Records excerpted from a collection
__________________________________________________

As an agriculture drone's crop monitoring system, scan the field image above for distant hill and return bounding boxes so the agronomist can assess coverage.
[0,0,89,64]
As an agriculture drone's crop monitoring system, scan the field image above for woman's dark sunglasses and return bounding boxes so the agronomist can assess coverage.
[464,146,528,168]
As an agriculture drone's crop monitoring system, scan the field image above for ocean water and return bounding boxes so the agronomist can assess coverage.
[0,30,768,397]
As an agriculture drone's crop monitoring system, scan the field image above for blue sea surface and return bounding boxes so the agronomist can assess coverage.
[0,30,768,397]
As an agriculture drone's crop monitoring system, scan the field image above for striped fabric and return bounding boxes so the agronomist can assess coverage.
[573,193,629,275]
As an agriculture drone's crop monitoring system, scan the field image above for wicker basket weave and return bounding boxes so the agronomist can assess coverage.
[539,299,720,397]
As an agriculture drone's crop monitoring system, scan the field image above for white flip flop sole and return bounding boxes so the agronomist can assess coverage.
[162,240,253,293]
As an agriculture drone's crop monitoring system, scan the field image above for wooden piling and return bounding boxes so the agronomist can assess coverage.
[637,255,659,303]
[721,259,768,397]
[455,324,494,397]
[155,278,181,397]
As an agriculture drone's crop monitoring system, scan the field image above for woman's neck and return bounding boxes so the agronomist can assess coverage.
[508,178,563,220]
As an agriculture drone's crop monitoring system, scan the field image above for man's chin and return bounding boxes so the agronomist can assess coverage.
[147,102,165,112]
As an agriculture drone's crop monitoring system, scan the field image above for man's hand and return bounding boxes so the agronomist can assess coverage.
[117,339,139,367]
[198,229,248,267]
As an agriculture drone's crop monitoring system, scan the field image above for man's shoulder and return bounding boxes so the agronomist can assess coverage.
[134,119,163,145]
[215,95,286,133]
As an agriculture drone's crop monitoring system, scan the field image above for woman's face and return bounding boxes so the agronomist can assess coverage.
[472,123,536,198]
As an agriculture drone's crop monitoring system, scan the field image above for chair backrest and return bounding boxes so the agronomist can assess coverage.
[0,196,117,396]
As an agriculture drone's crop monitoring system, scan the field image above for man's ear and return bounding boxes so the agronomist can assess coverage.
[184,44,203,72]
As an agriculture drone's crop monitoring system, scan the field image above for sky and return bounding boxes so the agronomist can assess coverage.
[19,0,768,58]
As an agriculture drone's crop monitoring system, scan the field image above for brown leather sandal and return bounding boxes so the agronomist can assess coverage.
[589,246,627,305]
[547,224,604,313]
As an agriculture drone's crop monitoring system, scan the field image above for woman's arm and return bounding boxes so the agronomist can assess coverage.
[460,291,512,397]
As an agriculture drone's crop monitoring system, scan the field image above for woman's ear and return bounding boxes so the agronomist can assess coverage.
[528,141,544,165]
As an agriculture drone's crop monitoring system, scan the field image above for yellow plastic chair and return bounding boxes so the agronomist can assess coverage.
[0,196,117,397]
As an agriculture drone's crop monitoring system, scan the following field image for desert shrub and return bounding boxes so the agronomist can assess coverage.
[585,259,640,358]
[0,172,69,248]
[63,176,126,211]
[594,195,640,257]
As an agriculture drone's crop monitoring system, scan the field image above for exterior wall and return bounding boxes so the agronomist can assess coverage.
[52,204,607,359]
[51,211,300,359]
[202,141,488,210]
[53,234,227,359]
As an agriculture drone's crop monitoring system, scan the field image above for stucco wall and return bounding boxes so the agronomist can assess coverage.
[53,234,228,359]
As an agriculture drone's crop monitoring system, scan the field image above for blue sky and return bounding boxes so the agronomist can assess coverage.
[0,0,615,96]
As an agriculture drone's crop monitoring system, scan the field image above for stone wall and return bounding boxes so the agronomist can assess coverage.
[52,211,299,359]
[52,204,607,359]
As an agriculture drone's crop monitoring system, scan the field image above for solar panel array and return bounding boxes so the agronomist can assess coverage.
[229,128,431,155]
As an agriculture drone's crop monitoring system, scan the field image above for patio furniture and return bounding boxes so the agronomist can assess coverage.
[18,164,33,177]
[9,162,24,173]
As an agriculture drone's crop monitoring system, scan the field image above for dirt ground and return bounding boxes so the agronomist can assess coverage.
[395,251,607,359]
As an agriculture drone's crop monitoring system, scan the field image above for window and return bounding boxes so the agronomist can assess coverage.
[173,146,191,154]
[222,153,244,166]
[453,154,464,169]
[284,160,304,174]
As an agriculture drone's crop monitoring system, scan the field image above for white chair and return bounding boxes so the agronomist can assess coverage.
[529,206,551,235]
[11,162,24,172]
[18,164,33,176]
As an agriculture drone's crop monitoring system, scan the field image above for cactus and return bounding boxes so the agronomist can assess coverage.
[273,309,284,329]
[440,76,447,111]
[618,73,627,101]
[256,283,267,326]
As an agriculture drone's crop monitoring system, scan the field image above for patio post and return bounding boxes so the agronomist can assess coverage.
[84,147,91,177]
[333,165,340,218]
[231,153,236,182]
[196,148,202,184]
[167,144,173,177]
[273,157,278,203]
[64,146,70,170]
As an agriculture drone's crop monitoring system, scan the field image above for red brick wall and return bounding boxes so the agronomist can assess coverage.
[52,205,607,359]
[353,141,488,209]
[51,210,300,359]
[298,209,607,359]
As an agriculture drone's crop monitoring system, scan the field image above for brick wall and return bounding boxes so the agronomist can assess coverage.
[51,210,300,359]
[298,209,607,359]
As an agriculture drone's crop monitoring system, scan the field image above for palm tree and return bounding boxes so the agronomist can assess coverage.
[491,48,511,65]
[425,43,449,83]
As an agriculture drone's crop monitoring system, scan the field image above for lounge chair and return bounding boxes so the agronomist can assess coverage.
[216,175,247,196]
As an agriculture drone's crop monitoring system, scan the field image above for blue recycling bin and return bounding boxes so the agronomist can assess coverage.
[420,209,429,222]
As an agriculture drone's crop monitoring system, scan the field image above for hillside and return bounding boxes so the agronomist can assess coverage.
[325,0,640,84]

__________________________________________________

The problem:
Reproduce the listing above verbatim, keeping every line in its original order.

Worked answer:
As an agriculture drone's crop monitoring system, scan the field image above for distant hill and return bounding boxes so the agronomist can assess coverage.
[0,0,89,64]
As an agriculture drone's crop monitoring system, scan the field image above for woman's dark sunglasses and return bounding boxes so the agronomist can assess coverage.
[464,146,528,168]
As an agriculture drone's crop monitoring system, scan the field image above for ocean water and return bounding boxes so the agronomist can assess coverage.
[0,30,768,397]
As an agriculture drone's crop monitoring system, scan the field image above for blue sea surface and return bounding boxes so the agronomist can assess coverage.
[0,30,768,397]
As an agriculture drone's crop monitoring system, scan the field image above for striped fabric and return bounding boxes so the agronomist can assess coverage.
[573,193,629,275]
As an agriculture drone's crop monitoring system, scan the field image above for wicker basket weave and return bounding boxes so the agronomist can assess coverage.
[539,299,720,397]
As an agriculture drone's crop monitoring system, scan the field image above for white flip flop sole and return bounding boxes so the agronomist can assess coverage.
[162,240,253,293]
As an agriculture drone's crop monitoring system, scan the field image above for wooden piling and return bounding boxes so the agronomist can assess coverage.
[637,255,659,303]
[721,259,768,397]
[455,324,494,397]
[155,278,181,397]
As an agriculture drone's crop monitoring system, scan the field image above for woman's neck and return bounding boxes so the agronomist can assess coverage.
[508,178,563,220]
As an agriculture drone's crop monitoring system, scan the field image above for man's chin and return bounding boxes so the agronomist can assess coverage.
[147,102,165,112]
As an agriculture drone's crop monitoring system, scan the field image above for man's hand and return bounding boxes so the agronomist can assess coverage.
[117,339,139,367]
[198,229,248,267]
As an agriculture drone's crop monitoring system, scan the field image above for man's shoulder and return bounding boxes so the agronomist can assess coverage.
[134,119,163,145]
[215,95,286,133]
As an agriculture drone's crop monitoring system, scan the field image above for woman's face and return bounding boxes so the agronomist can assess coverage.
[472,123,536,198]
As an agriculture drone's crop monitoring system, scan the field image above for chair backrest and return bounding boxes so the agronomist can assess coverage.
[0,196,117,396]
As an agriculture drone's crop monitoring system, scan the field image above for man's ear and return bounding boxes so the agronomist can assess coverage.
[184,44,203,72]
As an agriculture drone's crop monitoring system, scan the field image above for sky and return bounding boxes so the agronomist can assess coverage.
[19,0,768,58]
As an agriculture drone's crop monitoring system, scan the field image above for brown leather sandal and return bounding boxes so the agronomist can assess coverage.
[589,246,627,305]
[547,224,604,313]
As an agriculture drone's crop monitoring system, scan the field image above for woman's arm and return bounding boxes so the agronomist can assess coverage.
[460,291,512,397]
As an agriculture drone's crop monitoring system, scan the field image above for woman's ear and return bounding boxes so the agronomist can assess coverage.
[528,141,544,165]
As an agriculture drone's crop monitoring system, scan the field image above for yellow plastic chair and return bounding boxes so the agronomist can assess coverage.
[0,196,117,397]
As an agriculture drone's crop monitoring system, scan the following field image for desert shrub and return bounding boxes so the agronomist can assess coverage.
[585,259,640,358]
[0,172,69,248]
[63,176,126,211]
[594,195,640,257]
As an agriculture drone's crop monitoring system, scan the field image above for exterior wall and return bounding boxes so the agronomist can assess coverage.
[52,204,607,359]
[51,211,300,359]
[202,141,488,210]
[53,234,227,359]
As an agriculture drone's crop monitoring system, scan the field image above for stucco wall and return bounding boxes so the agronomist can assess coverage.
[53,234,228,359]
As an agriculture drone's crop monitoring system, scan the field image above for blue sky and return bounding boxes so the agronomist can assess coverage.
[0,0,615,96]
As an agriculture drone's crop monitoring system, scan the field image above for stone wall and return bounding boxes so the agronomist can assess coverage.
[52,211,299,359]
[52,204,607,359]
As an agriculture drone's crop monitoring system, scan the field image above for solar panel array and return bounding boxes so the agronomist can assess coverage.
[229,128,431,155]
As an agriculture drone's crop monitoring system, scan the field image above for patio furniture and return bounding boxes so the agronomist can assess coverage.
[18,164,33,177]
[9,162,24,173]
As an agriculture drone's crop monitoring system, scan the field image above for dirt ground and return bounding boxes so the agronomist can assess coverage.
[395,251,607,359]
As an agriculture drone's crop monitoring system, scan the field image above for window and return bounding boxes so the agronomist can assess coverage.
[173,146,191,154]
[222,153,244,166]
[453,154,464,169]
[284,160,304,174]
As an agriculture drone's crop monitoring system, scan the field image above for white chair and return bounding boxes so the agronomist can assess coverage.
[529,206,551,235]
[11,162,24,172]
[18,164,33,176]
As an agriculture drone's crop monitoring system, scan the field image above for cactus and return bounding boxes so the agronomist can assess coverage.
[273,309,284,329]
[440,76,447,111]
[618,73,627,101]
[256,283,267,326]
As an agriculture drone's crop monitoring system, scan the field image above for patio post and return bounding boxes so the agronomist can assess coverage.
[84,147,91,177]
[333,165,340,218]
[231,153,236,182]
[196,148,202,184]
[167,144,173,177]
[273,157,278,203]
[64,146,70,170]
As an agriculture drone's crop monitoring system, scan the field image above for red brick wall and return bounding boxes so the agronomist can assess coverage.
[52,205,607,359]
[353,141,488,209]
[51,210,300,359]
[298,209,607,359]
As an agriculture drone's crop monitoring system, scan the field image above for brick wall and return bounding boxes so the agronomist can assess coverage.
[51,210,300,359]
[298,209,607,359]
As an agriculture drone's crop monitoring system, scan the field image above for palm tree and return bounding boxes so the agronomist can assess coverage.
[491,48,511,65]
[425,43,449,83]
As an agriculture drone's crop monitoring system, scan the field image above for lounge chair and return bounding boxes so the agronomist can assess coverage.
[216,175,247,196]
As an agriculture drone's crop monitoring system, scan the field image above for blue recycling bin and return bounding boxes so the agronomist can assess coverage.
[420,209,429,222]
As an agriculture drone's crop monitoring system, scan the field image above for hillside and return bounding boxes so the agronomist can assess coverage.
[325,0,640,84]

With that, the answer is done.